Contour labeling items

────────────────────

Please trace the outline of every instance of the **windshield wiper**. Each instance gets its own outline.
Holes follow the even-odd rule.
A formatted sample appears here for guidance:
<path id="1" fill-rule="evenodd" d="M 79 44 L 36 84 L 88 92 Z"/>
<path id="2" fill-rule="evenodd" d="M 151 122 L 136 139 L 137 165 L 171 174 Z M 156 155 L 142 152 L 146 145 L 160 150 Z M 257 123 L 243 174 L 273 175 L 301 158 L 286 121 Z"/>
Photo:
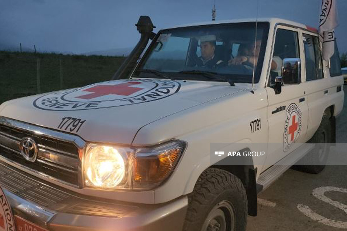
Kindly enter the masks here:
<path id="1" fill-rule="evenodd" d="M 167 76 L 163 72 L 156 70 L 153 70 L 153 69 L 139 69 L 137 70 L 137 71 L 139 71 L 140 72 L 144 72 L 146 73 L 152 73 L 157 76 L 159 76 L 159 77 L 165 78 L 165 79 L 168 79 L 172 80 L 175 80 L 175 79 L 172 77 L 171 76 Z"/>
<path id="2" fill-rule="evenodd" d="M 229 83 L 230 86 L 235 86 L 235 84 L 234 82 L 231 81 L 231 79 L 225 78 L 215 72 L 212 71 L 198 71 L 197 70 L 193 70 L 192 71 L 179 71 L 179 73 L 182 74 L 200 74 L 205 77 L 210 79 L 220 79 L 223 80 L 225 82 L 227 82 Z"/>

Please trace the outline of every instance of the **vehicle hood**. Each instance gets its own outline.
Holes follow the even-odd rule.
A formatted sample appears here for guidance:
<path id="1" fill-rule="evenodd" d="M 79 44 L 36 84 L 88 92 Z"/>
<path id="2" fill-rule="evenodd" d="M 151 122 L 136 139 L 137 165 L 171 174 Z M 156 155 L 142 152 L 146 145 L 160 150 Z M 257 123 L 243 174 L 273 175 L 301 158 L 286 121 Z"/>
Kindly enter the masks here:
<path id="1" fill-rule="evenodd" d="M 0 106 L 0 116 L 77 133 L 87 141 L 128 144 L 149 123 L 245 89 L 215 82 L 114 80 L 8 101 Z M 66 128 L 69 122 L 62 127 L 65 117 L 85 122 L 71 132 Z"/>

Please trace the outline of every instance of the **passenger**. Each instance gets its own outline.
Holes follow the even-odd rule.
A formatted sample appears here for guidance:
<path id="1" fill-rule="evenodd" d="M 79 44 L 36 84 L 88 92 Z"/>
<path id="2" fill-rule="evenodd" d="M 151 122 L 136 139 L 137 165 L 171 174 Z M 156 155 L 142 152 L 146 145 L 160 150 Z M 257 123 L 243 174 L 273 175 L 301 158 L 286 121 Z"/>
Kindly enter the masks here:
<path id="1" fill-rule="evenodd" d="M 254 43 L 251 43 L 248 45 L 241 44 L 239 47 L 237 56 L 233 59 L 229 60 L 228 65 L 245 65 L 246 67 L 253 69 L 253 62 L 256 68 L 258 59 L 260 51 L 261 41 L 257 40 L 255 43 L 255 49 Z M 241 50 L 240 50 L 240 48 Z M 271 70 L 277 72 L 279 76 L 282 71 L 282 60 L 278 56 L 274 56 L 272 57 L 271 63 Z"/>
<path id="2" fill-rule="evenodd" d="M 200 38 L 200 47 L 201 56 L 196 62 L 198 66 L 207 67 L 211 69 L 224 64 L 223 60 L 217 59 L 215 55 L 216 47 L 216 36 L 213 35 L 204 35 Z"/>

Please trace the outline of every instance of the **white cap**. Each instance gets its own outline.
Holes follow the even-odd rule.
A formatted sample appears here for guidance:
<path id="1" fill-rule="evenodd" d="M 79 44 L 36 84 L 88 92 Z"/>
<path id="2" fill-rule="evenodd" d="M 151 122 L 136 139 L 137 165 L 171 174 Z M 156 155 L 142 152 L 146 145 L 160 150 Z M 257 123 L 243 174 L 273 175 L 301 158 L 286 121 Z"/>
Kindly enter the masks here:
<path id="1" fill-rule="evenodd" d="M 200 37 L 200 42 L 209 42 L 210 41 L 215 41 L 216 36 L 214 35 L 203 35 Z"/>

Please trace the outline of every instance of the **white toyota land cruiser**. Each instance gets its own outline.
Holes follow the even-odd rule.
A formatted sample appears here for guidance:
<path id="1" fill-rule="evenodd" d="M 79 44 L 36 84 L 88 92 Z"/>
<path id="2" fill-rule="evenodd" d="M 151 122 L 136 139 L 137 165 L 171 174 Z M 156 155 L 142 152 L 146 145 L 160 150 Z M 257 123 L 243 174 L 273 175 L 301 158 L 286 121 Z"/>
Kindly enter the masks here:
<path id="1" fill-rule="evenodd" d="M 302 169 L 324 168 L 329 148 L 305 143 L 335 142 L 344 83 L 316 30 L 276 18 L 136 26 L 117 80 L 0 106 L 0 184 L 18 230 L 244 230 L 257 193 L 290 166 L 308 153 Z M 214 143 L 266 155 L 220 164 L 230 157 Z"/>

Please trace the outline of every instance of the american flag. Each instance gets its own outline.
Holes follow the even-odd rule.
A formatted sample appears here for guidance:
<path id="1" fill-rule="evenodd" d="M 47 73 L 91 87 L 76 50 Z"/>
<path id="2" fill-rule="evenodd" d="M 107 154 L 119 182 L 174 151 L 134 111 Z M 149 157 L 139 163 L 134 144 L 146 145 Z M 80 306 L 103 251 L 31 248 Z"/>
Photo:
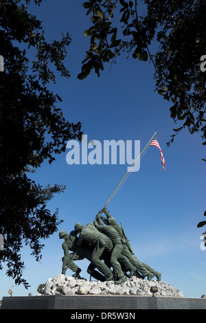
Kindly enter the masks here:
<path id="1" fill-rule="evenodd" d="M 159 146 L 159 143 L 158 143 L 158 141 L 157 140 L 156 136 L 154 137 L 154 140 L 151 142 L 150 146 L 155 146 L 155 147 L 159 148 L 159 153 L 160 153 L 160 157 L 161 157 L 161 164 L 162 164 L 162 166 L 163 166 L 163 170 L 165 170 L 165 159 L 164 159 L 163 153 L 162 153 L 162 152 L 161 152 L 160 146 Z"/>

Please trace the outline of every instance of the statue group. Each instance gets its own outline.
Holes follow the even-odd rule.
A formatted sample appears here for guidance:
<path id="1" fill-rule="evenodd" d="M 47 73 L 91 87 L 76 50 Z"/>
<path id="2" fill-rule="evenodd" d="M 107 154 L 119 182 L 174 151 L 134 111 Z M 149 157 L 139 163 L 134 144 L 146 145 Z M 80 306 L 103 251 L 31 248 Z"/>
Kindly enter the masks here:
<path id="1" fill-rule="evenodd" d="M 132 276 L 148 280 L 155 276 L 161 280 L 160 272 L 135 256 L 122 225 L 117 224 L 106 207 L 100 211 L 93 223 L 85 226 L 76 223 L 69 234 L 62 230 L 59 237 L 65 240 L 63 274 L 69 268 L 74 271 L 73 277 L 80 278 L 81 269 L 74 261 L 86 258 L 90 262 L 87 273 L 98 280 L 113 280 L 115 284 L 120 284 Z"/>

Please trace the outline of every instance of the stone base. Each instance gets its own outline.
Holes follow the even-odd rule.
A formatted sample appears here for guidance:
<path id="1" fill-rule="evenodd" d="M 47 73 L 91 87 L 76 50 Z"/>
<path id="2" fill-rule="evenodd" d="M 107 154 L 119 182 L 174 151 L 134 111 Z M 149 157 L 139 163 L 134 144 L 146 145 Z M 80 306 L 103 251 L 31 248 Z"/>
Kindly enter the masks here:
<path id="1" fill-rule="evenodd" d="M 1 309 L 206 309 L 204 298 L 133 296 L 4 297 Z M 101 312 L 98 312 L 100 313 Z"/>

────────────────────

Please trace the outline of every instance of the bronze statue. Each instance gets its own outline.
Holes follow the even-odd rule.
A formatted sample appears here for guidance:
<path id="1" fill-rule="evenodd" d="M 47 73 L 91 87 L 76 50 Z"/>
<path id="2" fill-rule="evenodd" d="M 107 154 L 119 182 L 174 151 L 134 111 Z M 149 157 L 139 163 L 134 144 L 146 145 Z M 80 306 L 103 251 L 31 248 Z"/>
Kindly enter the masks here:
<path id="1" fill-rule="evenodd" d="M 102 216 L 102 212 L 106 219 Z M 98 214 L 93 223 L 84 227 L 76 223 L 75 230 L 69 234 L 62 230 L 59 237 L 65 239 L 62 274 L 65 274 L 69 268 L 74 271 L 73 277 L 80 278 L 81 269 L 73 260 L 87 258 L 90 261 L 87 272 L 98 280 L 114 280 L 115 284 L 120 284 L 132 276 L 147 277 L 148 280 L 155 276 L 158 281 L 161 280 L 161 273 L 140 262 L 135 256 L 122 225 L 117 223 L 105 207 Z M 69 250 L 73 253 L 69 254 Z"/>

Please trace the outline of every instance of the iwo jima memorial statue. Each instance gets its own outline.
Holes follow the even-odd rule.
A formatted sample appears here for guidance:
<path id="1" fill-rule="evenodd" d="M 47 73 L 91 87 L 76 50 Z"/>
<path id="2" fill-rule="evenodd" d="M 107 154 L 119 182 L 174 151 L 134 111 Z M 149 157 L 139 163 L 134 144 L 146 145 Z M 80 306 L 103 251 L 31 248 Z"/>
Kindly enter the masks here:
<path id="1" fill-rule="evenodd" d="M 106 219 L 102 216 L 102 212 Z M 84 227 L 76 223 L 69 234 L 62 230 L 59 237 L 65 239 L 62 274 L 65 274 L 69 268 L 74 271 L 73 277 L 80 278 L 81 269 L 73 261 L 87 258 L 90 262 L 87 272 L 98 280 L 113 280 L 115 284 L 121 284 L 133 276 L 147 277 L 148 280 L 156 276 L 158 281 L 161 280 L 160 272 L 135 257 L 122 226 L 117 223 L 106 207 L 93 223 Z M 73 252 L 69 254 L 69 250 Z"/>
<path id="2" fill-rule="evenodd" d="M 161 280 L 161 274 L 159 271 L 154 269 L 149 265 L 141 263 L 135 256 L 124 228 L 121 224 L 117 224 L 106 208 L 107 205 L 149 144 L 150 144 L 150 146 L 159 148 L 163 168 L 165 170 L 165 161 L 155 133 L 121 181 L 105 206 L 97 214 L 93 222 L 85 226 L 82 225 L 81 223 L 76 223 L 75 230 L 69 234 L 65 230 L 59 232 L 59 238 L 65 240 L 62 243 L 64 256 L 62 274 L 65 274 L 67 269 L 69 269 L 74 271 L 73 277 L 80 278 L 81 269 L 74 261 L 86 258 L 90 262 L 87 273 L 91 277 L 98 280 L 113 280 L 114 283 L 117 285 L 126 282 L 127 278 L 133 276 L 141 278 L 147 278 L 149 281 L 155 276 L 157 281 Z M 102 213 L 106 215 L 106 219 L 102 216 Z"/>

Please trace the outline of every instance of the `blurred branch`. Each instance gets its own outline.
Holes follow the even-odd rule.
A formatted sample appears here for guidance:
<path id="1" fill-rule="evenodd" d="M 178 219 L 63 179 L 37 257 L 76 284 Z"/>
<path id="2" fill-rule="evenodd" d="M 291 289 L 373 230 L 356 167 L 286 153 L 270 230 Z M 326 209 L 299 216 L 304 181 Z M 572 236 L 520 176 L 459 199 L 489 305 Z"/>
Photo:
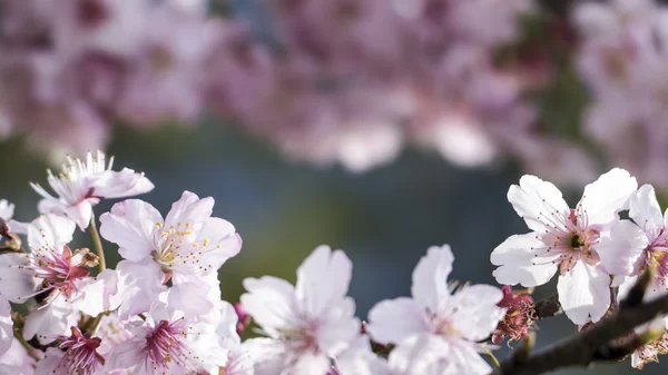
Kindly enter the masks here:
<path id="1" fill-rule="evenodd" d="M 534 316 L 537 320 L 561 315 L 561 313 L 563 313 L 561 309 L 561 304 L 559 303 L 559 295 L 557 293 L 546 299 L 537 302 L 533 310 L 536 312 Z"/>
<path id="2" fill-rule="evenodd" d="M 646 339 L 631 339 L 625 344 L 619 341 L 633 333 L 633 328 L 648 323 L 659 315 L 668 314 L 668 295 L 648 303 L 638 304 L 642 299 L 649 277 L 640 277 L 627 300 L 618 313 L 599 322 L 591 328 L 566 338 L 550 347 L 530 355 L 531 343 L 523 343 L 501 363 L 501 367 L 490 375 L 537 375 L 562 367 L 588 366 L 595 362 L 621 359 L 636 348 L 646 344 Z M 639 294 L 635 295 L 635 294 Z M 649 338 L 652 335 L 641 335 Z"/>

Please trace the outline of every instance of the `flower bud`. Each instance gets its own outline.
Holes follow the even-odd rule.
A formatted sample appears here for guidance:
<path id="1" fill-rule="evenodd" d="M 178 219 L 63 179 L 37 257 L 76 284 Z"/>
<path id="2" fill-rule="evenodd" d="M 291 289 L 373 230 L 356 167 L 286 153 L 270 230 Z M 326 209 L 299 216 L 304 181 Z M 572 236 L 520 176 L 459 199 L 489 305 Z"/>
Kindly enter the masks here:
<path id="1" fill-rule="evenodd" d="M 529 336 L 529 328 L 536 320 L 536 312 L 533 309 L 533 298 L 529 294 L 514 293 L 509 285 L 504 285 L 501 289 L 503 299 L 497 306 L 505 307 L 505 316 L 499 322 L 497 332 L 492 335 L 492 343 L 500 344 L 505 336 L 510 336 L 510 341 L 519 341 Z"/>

────────────────────

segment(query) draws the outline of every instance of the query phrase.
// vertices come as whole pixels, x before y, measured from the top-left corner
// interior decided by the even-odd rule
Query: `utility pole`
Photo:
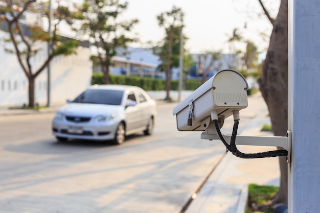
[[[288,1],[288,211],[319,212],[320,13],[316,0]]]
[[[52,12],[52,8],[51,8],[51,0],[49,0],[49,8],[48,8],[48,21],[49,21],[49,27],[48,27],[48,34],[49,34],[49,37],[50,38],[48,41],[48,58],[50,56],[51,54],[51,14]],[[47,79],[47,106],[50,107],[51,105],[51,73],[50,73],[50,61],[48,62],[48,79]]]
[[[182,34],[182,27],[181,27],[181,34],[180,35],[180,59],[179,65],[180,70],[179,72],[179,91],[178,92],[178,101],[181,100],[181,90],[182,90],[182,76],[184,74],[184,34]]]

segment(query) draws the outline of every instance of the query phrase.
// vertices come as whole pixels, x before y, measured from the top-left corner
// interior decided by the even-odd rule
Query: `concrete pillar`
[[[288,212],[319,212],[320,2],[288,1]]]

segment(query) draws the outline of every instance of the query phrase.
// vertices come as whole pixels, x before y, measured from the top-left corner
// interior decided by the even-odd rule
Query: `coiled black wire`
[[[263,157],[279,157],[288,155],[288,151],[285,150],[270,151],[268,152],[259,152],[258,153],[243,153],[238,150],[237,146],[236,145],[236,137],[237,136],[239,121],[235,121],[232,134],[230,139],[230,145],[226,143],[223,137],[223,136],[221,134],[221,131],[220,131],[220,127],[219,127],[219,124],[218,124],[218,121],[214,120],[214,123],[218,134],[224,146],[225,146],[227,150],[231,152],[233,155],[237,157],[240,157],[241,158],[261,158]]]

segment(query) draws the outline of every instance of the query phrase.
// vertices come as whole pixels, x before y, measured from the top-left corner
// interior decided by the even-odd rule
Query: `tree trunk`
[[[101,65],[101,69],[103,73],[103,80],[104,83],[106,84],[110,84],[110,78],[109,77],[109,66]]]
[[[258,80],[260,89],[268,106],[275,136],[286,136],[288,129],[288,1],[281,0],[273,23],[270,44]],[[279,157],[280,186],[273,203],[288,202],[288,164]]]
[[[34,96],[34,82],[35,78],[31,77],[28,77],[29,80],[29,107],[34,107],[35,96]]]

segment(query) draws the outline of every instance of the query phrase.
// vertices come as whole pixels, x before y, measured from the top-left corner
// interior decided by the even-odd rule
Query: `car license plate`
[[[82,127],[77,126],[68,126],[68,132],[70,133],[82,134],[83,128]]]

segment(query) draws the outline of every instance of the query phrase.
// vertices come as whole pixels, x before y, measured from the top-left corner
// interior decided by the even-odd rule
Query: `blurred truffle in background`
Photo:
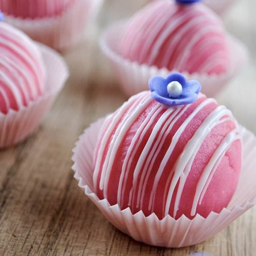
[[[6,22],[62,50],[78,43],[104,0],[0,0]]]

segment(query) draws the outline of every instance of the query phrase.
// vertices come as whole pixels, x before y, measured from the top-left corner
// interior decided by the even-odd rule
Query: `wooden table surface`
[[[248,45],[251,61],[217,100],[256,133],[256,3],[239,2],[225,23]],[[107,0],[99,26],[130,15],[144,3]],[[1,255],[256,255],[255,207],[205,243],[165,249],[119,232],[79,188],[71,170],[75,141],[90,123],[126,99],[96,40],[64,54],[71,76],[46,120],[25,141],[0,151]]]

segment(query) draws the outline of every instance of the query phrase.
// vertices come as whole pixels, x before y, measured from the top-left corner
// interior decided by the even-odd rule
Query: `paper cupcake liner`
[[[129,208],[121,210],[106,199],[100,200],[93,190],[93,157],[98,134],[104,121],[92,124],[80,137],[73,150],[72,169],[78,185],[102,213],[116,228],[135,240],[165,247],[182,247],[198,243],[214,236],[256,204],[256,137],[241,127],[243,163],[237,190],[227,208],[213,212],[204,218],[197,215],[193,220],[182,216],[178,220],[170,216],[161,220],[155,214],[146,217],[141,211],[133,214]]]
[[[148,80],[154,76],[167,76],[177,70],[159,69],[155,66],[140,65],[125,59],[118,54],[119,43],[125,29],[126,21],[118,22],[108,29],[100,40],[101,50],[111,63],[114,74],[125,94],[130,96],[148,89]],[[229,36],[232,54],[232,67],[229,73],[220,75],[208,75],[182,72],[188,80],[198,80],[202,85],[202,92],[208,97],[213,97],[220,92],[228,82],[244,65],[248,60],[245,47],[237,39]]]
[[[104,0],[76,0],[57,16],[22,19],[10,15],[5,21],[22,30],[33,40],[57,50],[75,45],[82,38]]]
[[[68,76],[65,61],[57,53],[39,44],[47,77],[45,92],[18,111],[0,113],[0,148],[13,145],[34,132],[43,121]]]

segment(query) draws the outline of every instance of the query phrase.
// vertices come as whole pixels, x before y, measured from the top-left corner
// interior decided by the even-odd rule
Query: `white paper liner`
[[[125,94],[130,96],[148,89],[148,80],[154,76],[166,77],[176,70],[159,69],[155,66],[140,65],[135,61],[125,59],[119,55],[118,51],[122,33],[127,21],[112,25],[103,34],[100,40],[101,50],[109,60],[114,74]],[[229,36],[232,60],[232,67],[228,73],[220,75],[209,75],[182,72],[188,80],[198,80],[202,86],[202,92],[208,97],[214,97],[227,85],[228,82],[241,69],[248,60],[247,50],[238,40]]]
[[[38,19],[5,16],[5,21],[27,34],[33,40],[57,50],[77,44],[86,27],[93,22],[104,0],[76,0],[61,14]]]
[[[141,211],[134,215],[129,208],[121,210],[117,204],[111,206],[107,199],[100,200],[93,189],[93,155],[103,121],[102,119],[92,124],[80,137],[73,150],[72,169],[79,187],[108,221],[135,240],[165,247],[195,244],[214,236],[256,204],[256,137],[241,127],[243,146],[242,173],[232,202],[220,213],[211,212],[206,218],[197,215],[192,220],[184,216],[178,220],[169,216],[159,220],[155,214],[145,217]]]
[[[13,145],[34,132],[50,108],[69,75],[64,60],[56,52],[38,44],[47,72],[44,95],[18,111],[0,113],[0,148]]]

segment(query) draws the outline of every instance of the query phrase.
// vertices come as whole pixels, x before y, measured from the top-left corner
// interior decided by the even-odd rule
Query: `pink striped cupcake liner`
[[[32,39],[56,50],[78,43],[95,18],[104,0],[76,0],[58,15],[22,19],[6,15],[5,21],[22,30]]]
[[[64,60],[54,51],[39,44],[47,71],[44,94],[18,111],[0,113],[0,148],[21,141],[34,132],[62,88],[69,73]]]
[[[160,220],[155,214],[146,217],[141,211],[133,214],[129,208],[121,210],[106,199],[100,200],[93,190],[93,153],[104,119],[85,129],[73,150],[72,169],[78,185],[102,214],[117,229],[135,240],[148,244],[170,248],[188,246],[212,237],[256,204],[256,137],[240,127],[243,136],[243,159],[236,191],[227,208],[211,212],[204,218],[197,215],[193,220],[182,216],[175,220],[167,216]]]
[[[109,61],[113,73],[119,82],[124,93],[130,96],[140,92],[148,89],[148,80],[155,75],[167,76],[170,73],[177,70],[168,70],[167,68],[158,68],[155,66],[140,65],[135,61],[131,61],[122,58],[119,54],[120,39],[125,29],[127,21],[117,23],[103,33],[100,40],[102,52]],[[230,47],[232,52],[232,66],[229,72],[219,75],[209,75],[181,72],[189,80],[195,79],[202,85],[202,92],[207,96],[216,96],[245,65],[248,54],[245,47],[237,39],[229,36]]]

────────────────────

— Instruction —
Pick out and copy each line of the material that contains the string "cupcake". Letter case matters.

— Solved exercise —
Query: `paper cupcake liner`
Query: `pink striped cupcake liner`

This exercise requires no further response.